▶ **MATERIAL FOR THIS EXERCISE**
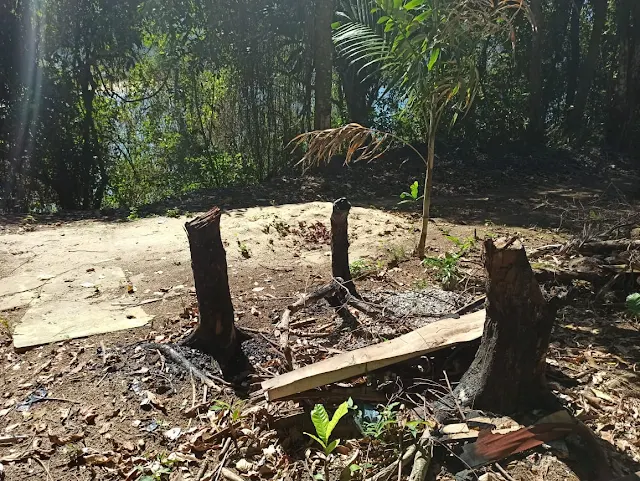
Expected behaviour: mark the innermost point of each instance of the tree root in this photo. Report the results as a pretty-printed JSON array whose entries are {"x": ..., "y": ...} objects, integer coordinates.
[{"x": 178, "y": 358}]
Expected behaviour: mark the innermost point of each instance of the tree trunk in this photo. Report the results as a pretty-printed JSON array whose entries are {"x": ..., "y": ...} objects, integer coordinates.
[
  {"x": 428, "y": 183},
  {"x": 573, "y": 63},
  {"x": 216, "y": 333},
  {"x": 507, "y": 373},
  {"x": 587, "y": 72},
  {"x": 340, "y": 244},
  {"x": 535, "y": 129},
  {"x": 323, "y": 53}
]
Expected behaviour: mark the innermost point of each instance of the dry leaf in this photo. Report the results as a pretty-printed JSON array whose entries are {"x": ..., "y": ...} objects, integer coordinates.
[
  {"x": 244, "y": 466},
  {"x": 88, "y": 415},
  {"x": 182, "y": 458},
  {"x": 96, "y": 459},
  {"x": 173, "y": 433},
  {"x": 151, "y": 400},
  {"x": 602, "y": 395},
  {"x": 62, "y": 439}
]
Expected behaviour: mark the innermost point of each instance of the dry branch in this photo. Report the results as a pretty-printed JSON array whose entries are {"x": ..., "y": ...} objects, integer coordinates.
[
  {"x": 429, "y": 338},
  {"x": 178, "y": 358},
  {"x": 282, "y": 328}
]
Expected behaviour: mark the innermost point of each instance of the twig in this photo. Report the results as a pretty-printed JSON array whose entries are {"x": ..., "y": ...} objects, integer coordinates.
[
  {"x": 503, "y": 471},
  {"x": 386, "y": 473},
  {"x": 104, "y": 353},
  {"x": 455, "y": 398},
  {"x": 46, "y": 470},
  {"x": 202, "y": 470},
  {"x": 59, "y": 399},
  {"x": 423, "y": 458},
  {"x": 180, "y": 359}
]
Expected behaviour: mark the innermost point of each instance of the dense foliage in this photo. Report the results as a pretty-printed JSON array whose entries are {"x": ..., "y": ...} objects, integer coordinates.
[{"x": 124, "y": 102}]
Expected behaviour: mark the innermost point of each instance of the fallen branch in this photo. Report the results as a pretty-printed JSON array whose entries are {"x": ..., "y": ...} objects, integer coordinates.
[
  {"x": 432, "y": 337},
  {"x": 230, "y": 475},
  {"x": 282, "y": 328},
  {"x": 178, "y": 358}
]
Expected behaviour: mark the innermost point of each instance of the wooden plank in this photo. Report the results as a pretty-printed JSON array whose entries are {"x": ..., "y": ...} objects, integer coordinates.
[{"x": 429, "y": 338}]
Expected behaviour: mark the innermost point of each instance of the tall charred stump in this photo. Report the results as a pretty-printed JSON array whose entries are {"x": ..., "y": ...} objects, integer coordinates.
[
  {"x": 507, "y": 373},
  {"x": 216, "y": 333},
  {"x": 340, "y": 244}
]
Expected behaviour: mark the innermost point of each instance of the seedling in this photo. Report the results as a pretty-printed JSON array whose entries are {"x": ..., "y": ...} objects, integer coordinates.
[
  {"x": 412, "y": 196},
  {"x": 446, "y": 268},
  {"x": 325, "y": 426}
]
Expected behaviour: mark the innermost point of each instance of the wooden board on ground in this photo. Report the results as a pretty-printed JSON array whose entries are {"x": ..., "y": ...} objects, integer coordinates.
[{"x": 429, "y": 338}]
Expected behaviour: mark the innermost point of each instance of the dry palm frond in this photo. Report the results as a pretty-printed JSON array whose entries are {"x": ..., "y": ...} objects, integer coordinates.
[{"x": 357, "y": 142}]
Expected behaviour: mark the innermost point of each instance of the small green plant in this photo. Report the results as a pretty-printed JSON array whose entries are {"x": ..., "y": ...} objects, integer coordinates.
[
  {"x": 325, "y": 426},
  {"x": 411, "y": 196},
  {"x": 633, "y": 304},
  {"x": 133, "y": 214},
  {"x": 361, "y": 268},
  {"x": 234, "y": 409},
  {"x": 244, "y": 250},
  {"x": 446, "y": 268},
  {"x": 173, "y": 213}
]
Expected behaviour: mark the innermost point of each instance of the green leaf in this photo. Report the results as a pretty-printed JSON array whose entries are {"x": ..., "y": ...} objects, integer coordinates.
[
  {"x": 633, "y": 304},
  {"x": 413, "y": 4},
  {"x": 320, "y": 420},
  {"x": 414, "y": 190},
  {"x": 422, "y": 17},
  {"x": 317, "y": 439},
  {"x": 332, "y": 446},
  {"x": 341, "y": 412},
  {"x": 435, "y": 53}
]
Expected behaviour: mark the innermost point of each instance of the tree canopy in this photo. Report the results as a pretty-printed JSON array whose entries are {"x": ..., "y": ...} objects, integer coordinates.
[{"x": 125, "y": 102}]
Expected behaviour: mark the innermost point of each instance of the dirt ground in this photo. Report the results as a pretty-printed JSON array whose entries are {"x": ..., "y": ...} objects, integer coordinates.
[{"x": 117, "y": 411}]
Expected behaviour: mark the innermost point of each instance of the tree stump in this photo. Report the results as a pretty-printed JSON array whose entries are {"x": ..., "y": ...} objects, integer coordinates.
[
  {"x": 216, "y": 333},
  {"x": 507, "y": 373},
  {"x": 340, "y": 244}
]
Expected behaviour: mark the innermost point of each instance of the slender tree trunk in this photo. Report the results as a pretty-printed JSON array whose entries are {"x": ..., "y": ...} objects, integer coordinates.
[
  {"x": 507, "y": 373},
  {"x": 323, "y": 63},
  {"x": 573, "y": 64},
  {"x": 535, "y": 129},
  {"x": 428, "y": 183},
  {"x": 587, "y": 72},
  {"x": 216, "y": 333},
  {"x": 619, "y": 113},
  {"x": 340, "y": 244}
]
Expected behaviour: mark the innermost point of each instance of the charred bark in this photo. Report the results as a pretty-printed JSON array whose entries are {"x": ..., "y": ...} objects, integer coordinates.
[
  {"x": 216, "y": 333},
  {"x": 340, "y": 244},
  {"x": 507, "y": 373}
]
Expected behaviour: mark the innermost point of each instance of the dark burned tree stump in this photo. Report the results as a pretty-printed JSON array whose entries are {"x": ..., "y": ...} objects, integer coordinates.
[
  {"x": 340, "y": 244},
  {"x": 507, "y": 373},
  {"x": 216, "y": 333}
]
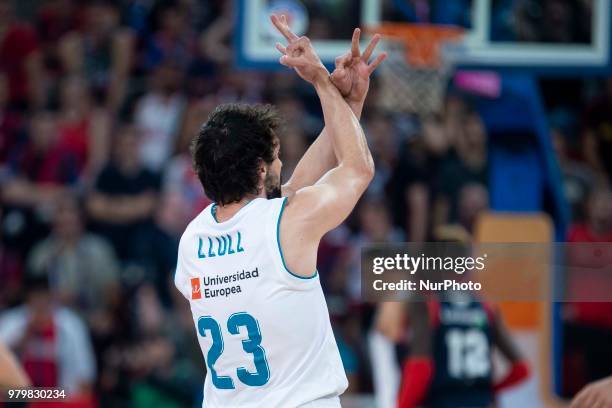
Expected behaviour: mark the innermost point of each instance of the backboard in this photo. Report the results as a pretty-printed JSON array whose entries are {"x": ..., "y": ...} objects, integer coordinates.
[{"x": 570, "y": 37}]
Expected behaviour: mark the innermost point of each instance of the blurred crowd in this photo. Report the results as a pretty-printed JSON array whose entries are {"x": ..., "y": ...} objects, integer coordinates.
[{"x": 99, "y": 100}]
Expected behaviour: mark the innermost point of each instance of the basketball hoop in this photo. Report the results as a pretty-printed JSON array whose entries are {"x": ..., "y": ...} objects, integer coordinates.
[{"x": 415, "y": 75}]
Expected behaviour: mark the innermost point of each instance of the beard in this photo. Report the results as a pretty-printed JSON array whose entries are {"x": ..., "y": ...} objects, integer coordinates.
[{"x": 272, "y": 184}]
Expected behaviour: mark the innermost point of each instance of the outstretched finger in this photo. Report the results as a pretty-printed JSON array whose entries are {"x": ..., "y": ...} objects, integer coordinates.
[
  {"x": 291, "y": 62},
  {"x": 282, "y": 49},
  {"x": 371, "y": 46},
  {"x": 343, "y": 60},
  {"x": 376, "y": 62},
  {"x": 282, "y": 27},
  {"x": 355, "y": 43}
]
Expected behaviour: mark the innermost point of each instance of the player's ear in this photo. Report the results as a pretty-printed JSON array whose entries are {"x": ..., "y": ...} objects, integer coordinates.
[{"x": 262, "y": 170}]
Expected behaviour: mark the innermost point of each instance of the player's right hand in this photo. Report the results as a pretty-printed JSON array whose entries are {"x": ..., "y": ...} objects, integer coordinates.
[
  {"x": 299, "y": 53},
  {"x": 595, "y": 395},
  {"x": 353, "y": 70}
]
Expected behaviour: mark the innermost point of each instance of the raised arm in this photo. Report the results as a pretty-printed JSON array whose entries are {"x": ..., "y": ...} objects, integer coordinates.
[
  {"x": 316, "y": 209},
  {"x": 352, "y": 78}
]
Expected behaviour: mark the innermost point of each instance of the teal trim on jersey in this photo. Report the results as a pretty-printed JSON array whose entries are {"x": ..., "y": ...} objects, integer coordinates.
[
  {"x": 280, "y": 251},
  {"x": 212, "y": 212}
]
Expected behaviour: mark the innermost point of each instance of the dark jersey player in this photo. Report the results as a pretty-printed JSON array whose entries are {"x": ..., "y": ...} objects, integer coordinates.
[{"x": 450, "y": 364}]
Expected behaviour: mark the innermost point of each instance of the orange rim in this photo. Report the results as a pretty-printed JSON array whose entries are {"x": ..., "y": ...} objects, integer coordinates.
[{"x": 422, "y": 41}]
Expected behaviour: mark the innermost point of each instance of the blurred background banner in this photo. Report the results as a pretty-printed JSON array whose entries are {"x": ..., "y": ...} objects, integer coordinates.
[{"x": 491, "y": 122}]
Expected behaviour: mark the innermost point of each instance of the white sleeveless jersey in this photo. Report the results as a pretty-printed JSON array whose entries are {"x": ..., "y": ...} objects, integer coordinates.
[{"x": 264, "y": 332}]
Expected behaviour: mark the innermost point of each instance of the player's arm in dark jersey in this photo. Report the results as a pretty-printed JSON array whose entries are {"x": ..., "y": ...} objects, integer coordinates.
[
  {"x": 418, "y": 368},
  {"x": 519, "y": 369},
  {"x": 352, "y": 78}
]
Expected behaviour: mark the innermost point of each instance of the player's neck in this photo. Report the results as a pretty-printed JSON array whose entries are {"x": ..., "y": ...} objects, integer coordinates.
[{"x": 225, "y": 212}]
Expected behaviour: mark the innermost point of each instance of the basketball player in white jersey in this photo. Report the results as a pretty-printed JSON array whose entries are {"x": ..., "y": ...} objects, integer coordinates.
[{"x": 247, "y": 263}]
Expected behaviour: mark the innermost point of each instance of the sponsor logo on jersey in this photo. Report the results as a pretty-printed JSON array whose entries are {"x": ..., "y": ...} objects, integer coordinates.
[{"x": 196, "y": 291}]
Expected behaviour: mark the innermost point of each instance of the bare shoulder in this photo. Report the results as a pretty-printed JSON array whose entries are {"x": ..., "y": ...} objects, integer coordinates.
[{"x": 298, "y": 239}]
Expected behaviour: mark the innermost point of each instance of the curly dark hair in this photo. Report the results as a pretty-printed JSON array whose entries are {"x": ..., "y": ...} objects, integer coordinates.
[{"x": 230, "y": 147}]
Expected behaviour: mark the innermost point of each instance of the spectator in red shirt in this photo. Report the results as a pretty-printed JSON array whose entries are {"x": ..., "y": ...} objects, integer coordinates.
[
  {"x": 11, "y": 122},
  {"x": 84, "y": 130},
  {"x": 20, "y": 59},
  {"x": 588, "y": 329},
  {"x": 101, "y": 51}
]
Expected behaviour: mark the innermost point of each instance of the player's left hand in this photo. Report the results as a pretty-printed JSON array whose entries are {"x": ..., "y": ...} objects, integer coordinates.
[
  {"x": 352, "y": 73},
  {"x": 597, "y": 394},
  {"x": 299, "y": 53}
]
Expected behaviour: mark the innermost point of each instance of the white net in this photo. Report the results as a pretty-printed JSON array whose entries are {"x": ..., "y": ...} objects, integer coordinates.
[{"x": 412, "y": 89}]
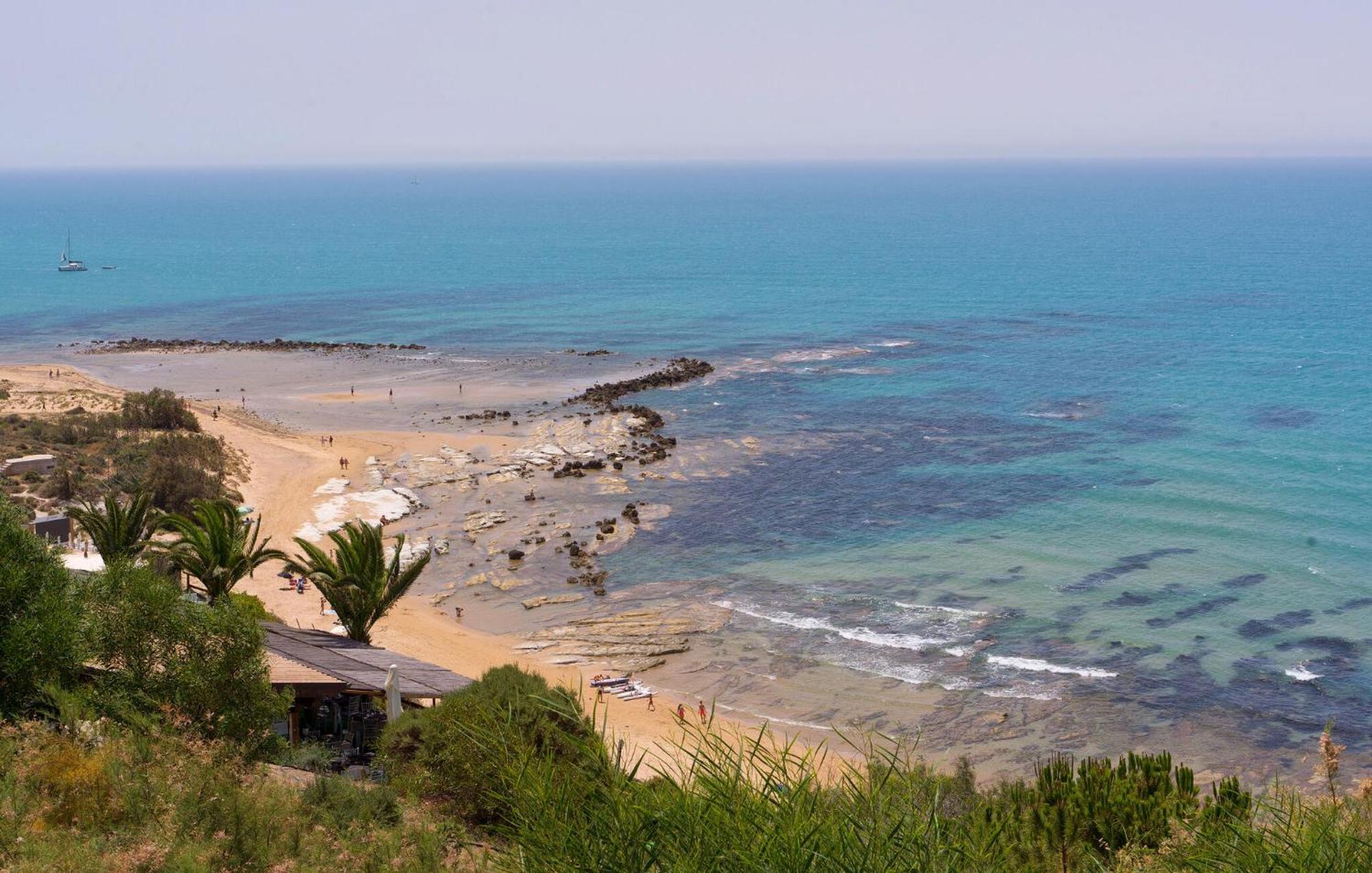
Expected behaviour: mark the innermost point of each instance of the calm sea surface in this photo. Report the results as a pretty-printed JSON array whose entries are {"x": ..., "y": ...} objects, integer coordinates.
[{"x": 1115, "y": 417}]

▶ **EXERCISE DESCRIPTION**
Everything from the line with "of the sponsor" through the final line of the records above should be written out exactly, minus the pictures.

▶ **SOLUTION**
Expected behaviour: mark the innermost point of each instance of the sponsor logo on jersey in this photo. Report the results as a pretty-printed JSON array whose entries are {"x": ..., "y": ...} objects, integer coordinates.
[{"x": 196, "y": 291}]
Expected behaviour: mark the innermost point of each instance of the bare shoulder in this photo. Report the results as a pretty-printed JSON array whose entries are {"x": ..., "y": ...} objects, integer coordinates.
[{"x": 298, "y": 239}]
Expected behaviour: mark the innermost point of each instance of the curly dark hair in this photo. Report the results as a pretty-printed JSON array whose entries are {"x": ..., "y": ...} objects, integer coordinates.
[{"x": 230, "y": 147}]
Expected behaviour: mark the innermost point of each instance of the spectator in red shirt in this photo. Report the results as a pretty-printed JSON array whose entries are {"x": ..., "y": ...} objects, integer coordinates.
[
  {"x": 11, "y": 122},
  {"x": 84, "y": 130},
  {"x": 20, "y": 59},
  {"x": 588, "y": 329},
  {"x": 101, "y": 51}
]
Expected behaviour: mark the innermost point of each instance of the player's left hand in this photo. Report the results as a pretty-printed JSON array whose entries are {"x": ..., "y": ...} objects, integer coordinates.
[
  {"x": 352, "y": 73},
  {"x": 597, "y": 394},
  {"x": 299, "y": 53}
]
Expected behaviour: mark the innermost point of each instance of the white net in this photo. Report the results as a pretty-printed JSON array whose entries are {"x": ..., "y": ...} objects, integer coordinates.
[{"x": 412, "y": 89}]
Expected behaviour: mark the innermost point of each instance of the calm sea surface in this photo. Report the results as a pretty-printed JSON array whose entries are {"x": ..., "y": ...} objects, integer coordinates.
[{"x": 1115, "y": 417}]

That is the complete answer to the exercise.